• _Your task_
Looking through the data, please report how many lines contain the string "microphone", giving nothing but the number.

** Opening Records supplied block **

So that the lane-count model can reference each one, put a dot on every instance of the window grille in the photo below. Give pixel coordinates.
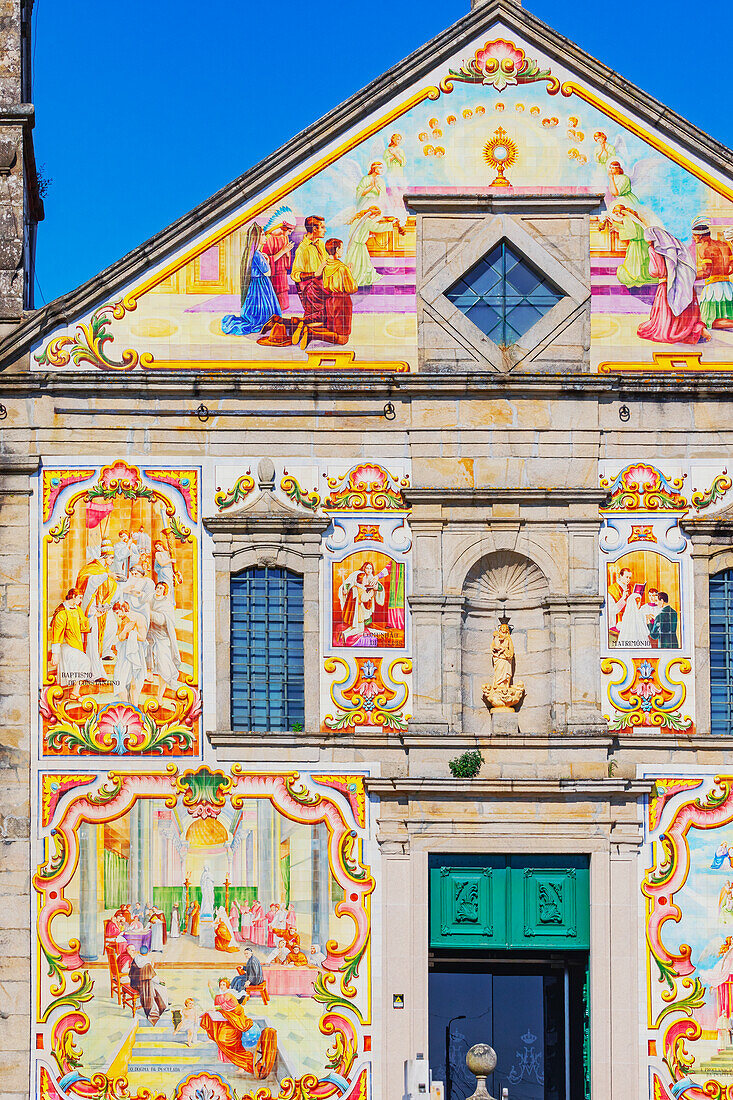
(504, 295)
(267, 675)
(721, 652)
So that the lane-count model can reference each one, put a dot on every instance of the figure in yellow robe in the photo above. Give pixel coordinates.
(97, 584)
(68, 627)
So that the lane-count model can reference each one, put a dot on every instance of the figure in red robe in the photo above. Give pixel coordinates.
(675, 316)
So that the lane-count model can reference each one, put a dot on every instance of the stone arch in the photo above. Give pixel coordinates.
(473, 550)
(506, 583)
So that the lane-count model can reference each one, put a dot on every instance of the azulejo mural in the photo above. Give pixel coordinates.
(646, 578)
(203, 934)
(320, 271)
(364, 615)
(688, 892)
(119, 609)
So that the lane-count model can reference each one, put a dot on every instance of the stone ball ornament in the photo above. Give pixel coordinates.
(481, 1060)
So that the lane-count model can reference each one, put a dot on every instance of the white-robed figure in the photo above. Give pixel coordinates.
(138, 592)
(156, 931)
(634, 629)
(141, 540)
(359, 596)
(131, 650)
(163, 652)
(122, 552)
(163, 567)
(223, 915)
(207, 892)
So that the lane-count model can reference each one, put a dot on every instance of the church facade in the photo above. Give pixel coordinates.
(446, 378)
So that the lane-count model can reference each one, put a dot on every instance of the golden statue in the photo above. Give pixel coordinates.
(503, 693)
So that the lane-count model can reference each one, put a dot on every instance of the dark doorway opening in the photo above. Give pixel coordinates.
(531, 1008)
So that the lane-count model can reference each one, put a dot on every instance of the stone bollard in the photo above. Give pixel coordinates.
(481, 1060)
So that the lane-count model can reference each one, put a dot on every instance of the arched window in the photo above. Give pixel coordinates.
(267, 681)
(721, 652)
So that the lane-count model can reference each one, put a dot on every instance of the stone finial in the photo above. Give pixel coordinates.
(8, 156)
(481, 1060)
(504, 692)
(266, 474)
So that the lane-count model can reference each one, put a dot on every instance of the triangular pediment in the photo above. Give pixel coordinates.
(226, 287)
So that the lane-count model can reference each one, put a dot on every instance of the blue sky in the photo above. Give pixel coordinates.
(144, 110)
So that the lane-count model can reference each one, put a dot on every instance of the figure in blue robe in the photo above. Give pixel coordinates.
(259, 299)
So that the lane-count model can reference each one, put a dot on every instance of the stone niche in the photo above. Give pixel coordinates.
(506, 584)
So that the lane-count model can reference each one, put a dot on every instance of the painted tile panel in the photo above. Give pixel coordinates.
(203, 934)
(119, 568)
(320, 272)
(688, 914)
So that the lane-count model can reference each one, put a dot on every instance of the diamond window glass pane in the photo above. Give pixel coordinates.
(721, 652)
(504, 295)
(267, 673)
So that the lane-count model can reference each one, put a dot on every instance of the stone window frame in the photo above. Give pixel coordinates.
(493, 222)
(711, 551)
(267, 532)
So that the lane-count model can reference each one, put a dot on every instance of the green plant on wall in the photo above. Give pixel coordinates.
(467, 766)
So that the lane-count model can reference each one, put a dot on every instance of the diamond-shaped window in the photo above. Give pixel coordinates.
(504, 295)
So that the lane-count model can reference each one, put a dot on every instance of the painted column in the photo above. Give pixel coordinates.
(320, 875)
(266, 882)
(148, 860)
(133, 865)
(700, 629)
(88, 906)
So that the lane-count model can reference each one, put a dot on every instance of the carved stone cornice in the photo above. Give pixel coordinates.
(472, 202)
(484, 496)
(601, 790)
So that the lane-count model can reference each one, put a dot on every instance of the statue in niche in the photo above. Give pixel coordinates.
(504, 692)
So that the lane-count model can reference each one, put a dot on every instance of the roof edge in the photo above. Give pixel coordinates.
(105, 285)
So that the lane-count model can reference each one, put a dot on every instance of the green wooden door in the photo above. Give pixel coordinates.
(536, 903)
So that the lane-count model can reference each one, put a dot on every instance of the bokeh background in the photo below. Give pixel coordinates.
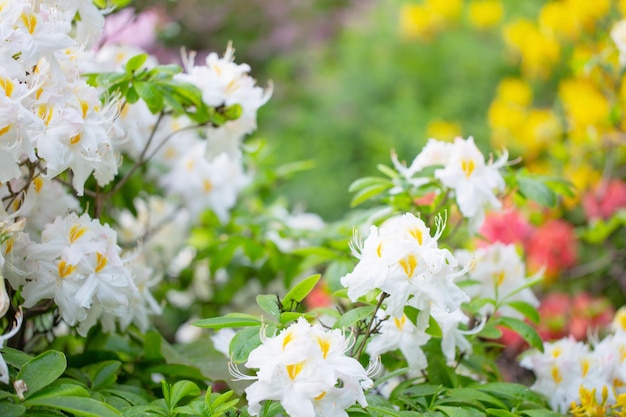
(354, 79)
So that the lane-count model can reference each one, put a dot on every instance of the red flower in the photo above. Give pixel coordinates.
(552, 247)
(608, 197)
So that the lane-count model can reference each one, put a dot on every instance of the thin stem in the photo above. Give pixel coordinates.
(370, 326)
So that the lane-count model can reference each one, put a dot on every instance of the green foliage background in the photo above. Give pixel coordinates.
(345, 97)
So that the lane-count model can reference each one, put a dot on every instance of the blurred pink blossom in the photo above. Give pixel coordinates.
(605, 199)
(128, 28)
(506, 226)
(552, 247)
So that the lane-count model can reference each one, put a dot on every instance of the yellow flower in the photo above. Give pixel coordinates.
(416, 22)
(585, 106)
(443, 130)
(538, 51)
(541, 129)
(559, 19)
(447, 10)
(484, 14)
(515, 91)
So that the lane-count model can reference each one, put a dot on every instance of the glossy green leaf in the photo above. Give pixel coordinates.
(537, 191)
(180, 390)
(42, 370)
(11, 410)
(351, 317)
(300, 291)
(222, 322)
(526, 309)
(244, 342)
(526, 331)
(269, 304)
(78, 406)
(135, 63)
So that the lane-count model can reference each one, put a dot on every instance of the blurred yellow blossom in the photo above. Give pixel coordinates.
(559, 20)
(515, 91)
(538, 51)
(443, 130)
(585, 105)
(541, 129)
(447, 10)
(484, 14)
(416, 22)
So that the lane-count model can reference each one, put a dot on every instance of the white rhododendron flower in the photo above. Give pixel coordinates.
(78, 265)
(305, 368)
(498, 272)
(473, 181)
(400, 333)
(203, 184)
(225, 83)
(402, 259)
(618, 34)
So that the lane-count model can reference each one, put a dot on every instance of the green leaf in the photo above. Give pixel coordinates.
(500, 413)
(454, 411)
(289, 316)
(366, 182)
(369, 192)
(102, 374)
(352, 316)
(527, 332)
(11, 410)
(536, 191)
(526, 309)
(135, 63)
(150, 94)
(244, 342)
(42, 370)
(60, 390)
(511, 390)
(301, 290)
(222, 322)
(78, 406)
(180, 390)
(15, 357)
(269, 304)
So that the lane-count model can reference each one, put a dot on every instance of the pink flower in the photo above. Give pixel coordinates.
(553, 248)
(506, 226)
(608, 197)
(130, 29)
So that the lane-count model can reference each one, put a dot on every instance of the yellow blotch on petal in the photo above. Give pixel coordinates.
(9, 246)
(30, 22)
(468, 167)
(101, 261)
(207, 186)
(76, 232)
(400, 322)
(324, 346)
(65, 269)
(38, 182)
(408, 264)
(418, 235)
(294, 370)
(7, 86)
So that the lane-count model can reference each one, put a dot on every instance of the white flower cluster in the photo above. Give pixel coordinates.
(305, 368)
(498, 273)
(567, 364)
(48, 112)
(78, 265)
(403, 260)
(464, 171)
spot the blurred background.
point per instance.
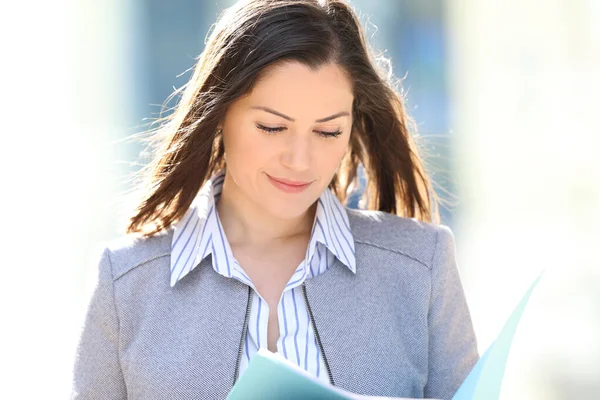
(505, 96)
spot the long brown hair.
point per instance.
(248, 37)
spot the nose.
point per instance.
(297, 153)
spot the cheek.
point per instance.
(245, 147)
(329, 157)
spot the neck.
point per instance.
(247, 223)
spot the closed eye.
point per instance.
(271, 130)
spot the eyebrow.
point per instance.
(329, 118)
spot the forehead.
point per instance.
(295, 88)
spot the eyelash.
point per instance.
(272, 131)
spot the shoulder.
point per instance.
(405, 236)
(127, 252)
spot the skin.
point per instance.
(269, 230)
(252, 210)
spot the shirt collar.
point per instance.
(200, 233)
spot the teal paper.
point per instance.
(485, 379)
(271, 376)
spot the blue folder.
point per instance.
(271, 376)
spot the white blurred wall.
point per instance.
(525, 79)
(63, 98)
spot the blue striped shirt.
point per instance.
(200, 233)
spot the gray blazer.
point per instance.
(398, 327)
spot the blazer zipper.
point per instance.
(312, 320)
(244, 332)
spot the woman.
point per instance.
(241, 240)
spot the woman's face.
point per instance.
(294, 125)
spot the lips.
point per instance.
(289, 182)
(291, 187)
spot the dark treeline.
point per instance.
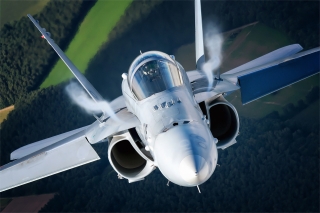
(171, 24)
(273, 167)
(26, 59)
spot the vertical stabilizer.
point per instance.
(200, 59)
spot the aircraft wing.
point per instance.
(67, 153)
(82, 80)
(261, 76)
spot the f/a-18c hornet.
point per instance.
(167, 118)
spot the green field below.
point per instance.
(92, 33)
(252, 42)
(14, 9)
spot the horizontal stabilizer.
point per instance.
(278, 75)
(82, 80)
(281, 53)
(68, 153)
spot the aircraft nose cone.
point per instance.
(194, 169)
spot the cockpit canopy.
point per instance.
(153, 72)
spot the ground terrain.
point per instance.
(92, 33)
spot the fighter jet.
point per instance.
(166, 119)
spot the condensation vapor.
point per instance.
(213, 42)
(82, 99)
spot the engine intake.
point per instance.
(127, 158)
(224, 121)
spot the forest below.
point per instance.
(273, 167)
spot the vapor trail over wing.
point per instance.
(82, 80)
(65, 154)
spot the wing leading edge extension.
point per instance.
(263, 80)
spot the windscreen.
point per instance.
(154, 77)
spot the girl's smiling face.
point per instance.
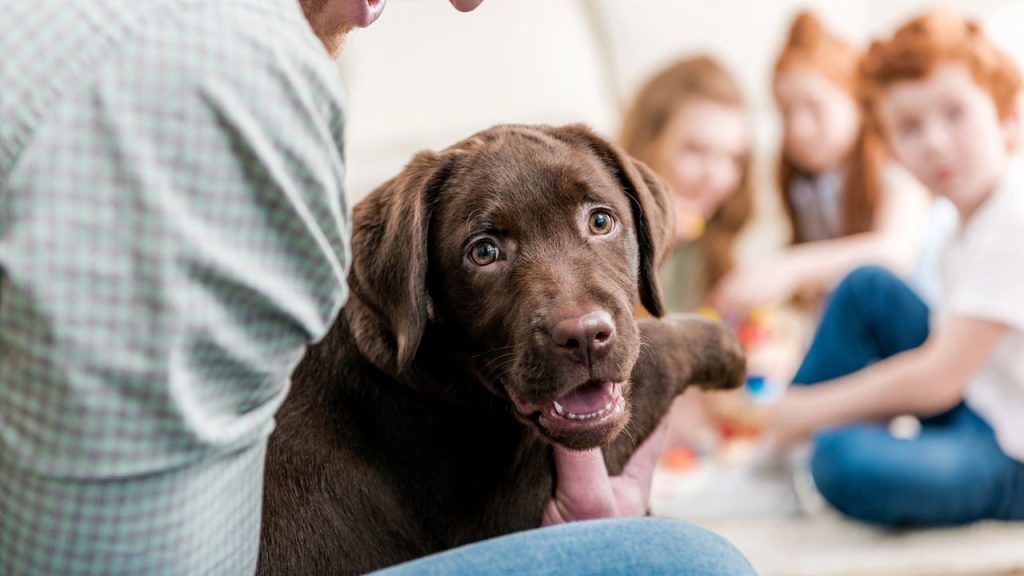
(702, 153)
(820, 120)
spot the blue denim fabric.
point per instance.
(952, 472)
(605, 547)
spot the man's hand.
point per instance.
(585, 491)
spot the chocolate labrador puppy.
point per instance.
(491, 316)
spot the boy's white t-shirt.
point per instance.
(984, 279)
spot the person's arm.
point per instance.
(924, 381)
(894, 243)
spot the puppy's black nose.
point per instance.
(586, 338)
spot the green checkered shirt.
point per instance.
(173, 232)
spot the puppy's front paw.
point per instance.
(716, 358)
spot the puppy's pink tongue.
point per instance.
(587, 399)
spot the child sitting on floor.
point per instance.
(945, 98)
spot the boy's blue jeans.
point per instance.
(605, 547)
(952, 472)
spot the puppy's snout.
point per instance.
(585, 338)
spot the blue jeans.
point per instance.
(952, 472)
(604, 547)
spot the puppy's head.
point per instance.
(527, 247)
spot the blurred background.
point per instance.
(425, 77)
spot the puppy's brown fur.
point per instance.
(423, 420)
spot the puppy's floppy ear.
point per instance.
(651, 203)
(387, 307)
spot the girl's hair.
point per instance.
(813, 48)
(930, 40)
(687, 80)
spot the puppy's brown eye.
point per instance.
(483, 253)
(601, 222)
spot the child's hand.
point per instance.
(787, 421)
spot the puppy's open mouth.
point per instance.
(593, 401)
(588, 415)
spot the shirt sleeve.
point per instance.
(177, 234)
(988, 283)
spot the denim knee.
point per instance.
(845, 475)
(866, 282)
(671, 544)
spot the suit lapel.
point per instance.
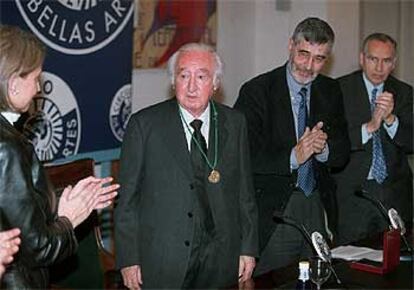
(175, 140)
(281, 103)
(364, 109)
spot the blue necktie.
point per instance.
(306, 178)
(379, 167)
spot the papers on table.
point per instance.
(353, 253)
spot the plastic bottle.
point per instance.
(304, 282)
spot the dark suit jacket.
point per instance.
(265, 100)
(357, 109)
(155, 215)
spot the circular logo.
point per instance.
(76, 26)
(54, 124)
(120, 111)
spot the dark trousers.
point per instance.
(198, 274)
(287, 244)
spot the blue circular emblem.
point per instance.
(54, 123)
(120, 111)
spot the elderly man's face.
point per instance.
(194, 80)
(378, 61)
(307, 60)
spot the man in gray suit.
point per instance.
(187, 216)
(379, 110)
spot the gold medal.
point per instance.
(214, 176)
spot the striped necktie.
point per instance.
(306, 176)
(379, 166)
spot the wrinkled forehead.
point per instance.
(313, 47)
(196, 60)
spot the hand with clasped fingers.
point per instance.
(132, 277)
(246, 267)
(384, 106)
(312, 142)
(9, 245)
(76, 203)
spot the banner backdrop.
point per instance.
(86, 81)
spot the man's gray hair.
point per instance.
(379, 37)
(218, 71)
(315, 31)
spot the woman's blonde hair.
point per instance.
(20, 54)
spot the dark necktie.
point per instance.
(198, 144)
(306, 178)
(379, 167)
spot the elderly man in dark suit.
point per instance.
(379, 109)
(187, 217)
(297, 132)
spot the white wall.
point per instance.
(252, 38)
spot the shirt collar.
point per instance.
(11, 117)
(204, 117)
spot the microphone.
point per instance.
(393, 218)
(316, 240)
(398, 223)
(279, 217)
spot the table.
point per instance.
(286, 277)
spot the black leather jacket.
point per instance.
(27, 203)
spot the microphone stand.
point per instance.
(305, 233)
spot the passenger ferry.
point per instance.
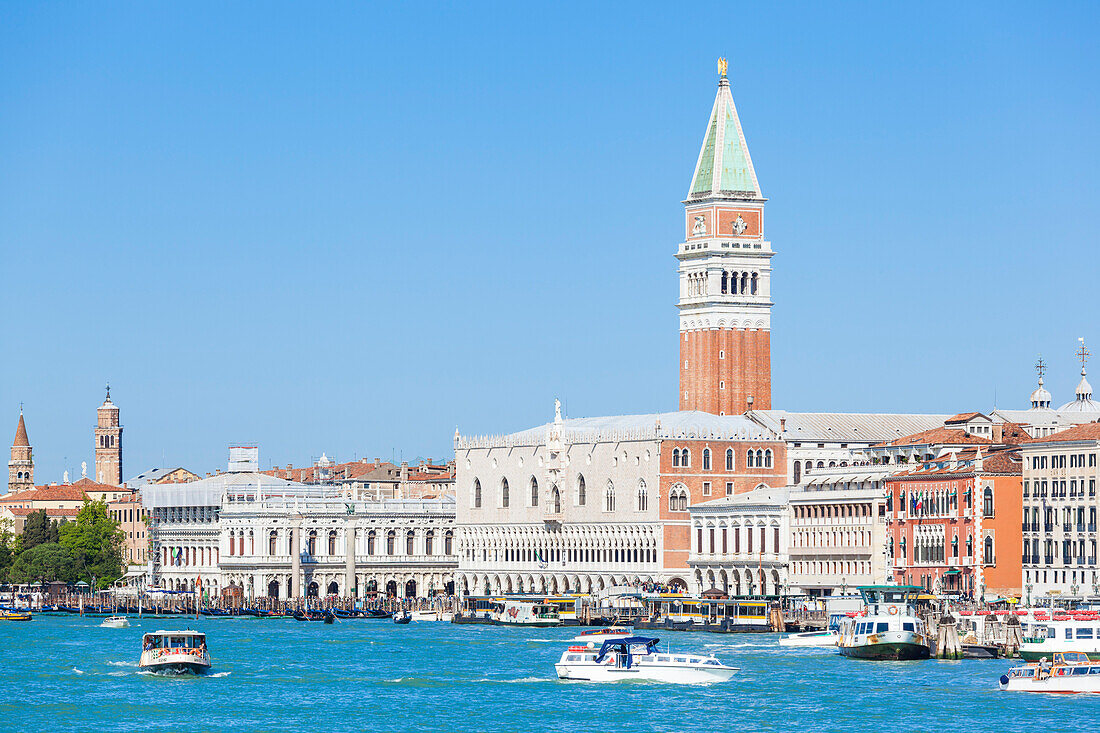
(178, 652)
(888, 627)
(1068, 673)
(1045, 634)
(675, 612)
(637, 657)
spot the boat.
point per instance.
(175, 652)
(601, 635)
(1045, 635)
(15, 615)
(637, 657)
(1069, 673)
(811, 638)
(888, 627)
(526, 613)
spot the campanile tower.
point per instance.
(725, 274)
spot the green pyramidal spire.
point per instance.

** Closing Records supplied block **

• _Exercise result_
2